→ **Extract provided**
....

Large numbers of Mongolian youth have mounted a protest demanding that the government address economic hardship and unliveable conditions.
Protesters yelled, "Do your job!" and "You [officials] cut back on your expenses!", the latter slogan being a response to Speaker of Parliament Gombojavyn Zandanshatar, who lately pressed Mongolians to cut back on their expenditures during the current difficult times.
Mongolia is suffering high fuel costs triggered by effects of the war in Ukraine and jammed export channels to China, caused by Beijing’s “Zero covid” policy. Inflation, meanwhile, is on the rise. It is a real headache for Mongolians, who were shocked to see it hit an eye-watering 14% in January.
The rally, held over April 7 and 8, was peaceful, but police used force to arrest some protesters on the evening of the first day, claiming they were intoxicated. The second day saw the size of the protest crowd increase.
Mongolian PM Oyun-Erdene Luvsannamsrai addressed the gathering, attempting to address concerns. "The government will do all in its power to lower the price of meat, rice and flour, and to not cut off medicines and medical supplies, and to keep the price of gasoline stable," he said.
Later that evening, he informed the protesters that he would be proposing legislation to parliament to bring about measures that would ease the current economic dire straits.

....

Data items

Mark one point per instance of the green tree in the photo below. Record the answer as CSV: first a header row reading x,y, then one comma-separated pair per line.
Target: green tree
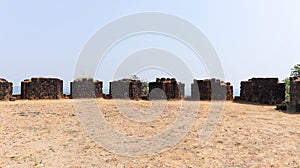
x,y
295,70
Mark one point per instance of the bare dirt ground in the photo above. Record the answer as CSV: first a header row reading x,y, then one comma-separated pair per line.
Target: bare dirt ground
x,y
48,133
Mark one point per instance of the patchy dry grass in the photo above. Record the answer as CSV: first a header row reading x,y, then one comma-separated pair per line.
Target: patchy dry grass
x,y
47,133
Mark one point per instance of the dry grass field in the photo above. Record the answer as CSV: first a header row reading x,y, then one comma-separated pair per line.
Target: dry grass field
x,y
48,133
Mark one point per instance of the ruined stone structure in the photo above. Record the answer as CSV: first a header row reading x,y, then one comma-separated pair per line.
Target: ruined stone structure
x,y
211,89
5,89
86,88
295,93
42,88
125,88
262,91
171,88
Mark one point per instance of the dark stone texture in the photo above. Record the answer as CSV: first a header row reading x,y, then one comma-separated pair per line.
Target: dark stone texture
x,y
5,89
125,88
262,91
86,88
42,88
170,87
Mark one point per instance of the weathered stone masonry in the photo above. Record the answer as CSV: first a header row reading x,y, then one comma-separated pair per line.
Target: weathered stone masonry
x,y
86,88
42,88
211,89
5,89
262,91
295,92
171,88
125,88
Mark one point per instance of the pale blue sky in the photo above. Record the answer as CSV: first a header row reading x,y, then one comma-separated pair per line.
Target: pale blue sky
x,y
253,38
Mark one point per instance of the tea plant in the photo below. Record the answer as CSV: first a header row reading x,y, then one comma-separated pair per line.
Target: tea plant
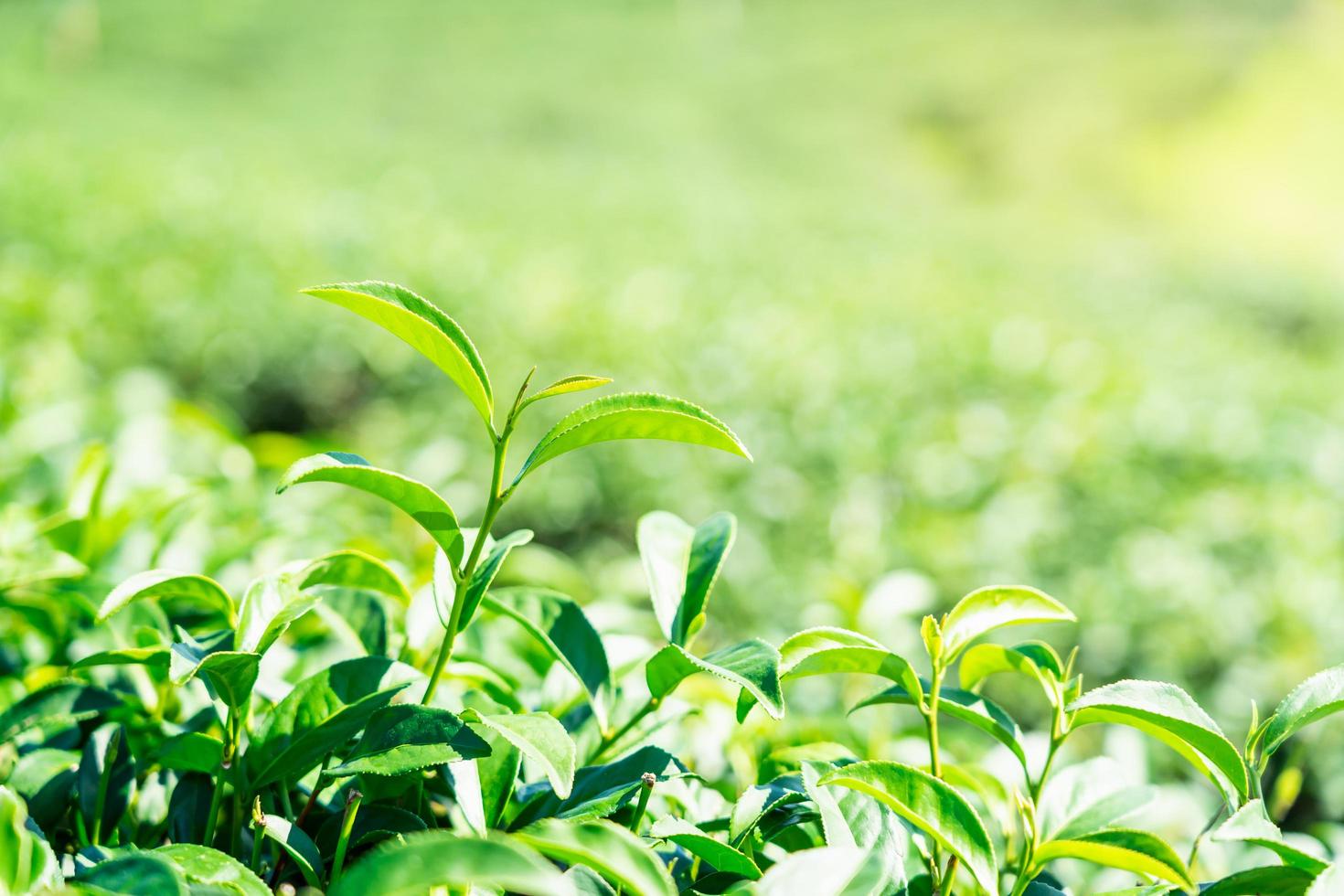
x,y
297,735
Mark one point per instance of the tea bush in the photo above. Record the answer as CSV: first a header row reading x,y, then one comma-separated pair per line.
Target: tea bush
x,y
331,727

....

→ **What is needed**
Pick up the report on the Mongolian economic protests after its final sentence and write the next few paragraphs.

→ **Your response**
The government has said that it will set out to mitigate the negative effects of rising prices and consumer shortages; reinforce the prosecution of corruption and make the availability and awarding of soft loans for small and medium sized businesses more transparent.
Another move is to see the continuation of austerity measures imposed on government personnel in Ulaanbaatar at the height of the pandemic, such as a ban on the use of large vehicles in the capital city and the use of private means for rural travel.
Officials have also said they will address some concerns by having the Mongolian Youth Association's premises and land use probed by law enforcement agencies.
Other issues that the government said it was unable to resolve on an executive basis—including concerns related to social insurance premiums, VAT, international payments, voting machines, and the immunity of members of the State Ikh Khural (parliament)—are to be tackled working with parliament’s leadership and a standing committee in the legislature.